((
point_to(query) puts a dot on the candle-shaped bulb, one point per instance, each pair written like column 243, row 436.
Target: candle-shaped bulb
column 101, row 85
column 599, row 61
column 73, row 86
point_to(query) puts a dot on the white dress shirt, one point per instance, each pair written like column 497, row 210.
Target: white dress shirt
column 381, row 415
))
▶ _WORK TO COMPLETE_
Write out the whole listing exactly.

▶ _THE COMPLETED TASK_
point_to(query) puts a dot on the candle-shaped bulb, one point per instance, each pair written like column 243, row 436.
Target: candle-shaped bulb
column 101, row 85
column 599, row 61
column 73, row 86
point_to(query) puts a dot on the white dress shirt, one point per instance, each pair written like column 497, row 210.
Target: white dress shirt
column 381, row 415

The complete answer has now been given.